Where a line below carries the word "front", include it in the count, then give the count alone.

DATASET RECORDS =
++++++
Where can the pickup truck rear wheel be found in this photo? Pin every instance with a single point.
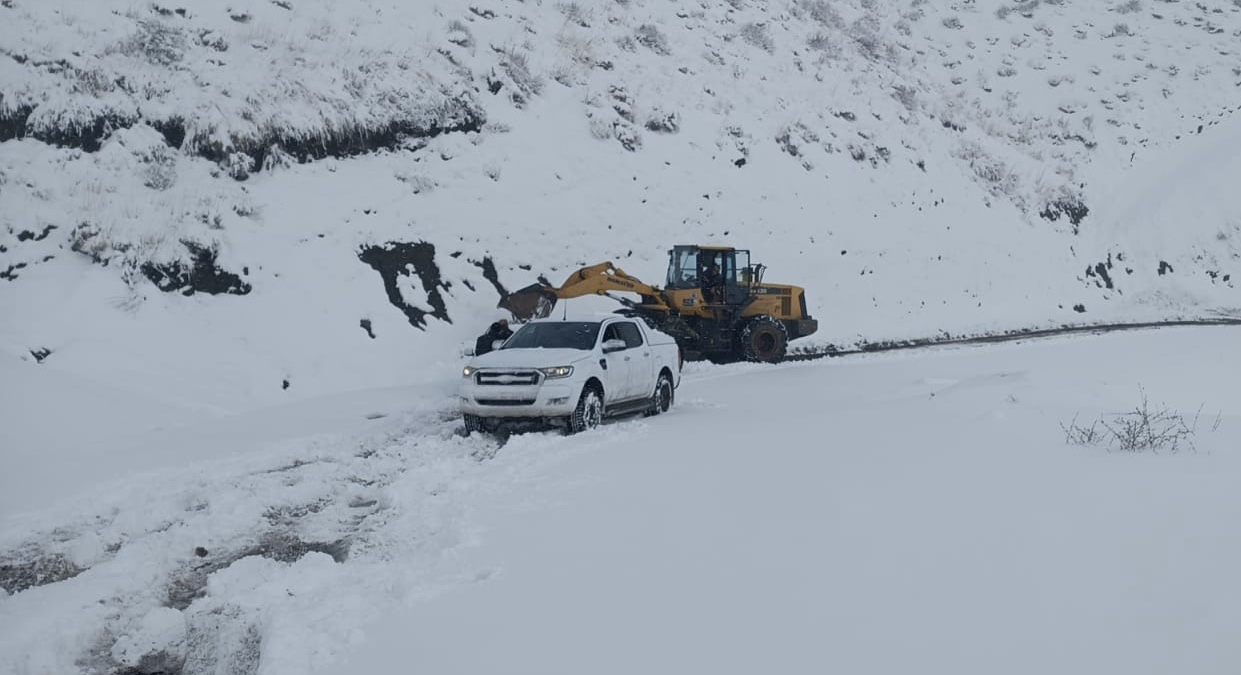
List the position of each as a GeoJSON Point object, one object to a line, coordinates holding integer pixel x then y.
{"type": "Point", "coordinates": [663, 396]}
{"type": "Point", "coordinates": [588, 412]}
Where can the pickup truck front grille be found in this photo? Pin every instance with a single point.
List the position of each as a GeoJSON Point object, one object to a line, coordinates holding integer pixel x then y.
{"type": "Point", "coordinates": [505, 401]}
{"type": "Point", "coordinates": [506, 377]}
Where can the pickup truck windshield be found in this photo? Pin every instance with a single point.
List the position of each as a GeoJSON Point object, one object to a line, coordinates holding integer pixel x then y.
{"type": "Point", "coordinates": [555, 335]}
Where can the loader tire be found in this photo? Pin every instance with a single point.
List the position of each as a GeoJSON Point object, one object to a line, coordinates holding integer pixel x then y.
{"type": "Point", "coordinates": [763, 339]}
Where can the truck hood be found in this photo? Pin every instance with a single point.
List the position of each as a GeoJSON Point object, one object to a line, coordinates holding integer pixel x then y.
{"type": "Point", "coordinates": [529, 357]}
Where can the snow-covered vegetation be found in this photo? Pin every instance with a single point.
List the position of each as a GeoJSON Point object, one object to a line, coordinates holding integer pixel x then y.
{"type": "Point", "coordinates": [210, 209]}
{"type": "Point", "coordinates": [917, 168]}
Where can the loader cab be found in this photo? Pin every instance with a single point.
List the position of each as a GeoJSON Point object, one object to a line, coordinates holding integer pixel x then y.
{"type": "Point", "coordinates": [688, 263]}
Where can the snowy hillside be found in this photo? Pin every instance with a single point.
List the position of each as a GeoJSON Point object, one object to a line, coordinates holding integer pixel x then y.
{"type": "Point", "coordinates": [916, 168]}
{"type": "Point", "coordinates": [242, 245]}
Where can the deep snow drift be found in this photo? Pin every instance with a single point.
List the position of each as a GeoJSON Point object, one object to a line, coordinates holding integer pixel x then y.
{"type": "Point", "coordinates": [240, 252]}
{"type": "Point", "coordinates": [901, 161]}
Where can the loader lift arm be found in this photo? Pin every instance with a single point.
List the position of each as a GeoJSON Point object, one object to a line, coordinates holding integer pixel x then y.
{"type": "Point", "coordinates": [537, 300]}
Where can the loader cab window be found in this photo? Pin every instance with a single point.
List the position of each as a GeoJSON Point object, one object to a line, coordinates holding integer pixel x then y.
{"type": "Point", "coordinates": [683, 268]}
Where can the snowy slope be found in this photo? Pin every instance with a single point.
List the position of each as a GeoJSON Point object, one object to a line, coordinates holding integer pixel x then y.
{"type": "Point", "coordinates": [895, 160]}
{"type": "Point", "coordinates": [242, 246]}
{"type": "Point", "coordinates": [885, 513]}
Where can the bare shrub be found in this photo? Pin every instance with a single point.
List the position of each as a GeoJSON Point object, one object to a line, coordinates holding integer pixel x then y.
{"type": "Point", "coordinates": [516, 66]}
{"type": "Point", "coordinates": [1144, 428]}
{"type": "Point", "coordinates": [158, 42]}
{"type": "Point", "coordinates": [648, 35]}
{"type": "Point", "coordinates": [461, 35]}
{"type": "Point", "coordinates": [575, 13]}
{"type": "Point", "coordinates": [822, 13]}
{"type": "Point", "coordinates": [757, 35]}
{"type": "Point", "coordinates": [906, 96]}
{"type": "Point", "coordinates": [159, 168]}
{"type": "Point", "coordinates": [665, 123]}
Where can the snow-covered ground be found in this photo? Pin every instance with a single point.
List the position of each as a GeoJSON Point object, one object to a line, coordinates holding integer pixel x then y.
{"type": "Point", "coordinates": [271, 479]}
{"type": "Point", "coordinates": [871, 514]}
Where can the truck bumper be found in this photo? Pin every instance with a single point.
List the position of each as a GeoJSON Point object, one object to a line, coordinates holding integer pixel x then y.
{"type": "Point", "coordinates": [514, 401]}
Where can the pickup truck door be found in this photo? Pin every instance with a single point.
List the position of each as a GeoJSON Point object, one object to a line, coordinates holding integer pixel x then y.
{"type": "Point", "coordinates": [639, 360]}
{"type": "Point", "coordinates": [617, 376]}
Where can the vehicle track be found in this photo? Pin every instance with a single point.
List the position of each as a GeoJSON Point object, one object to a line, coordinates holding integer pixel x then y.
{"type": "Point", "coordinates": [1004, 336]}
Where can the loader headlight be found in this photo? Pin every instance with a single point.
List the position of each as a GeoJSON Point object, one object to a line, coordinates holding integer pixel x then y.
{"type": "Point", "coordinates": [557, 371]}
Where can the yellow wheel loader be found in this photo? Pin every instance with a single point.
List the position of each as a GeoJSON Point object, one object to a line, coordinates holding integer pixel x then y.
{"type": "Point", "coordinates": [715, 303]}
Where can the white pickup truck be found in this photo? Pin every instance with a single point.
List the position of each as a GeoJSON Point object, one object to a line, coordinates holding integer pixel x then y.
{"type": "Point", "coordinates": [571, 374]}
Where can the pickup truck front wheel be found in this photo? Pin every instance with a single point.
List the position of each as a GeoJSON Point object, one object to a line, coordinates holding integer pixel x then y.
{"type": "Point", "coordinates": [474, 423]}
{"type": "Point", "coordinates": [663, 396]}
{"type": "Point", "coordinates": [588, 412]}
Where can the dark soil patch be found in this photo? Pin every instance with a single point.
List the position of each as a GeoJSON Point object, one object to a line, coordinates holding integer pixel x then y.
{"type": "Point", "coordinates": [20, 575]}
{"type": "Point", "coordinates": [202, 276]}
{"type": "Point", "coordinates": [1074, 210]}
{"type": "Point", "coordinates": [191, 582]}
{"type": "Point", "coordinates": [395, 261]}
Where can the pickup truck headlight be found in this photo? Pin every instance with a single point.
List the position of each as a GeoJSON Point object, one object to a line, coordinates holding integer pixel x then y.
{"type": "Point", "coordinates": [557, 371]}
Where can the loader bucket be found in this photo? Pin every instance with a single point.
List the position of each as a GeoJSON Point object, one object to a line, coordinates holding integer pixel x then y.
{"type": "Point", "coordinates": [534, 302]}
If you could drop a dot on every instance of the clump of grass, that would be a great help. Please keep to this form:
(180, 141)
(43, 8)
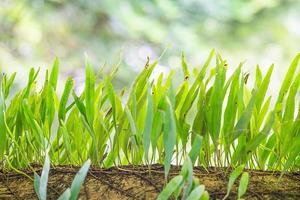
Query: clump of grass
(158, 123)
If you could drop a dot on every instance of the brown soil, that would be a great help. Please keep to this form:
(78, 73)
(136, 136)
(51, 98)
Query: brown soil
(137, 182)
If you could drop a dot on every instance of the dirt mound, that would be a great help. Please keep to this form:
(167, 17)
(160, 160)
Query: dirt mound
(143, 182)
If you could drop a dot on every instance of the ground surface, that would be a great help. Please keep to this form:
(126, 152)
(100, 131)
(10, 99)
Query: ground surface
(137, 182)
++++++
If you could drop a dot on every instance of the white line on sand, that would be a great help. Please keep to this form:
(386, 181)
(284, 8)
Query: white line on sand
++++++
RESPONSE BOX = 2